* _The task_
Output the lines below exactly as they appear.

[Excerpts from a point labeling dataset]
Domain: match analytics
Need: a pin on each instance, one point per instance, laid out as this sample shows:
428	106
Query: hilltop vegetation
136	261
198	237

* _Result of the task_
Domain: match analytics
Need: a pin on each instance, one point per instance, laid out as this sample shows:
428	106
Query: hilltop vegetation
136	261
198	237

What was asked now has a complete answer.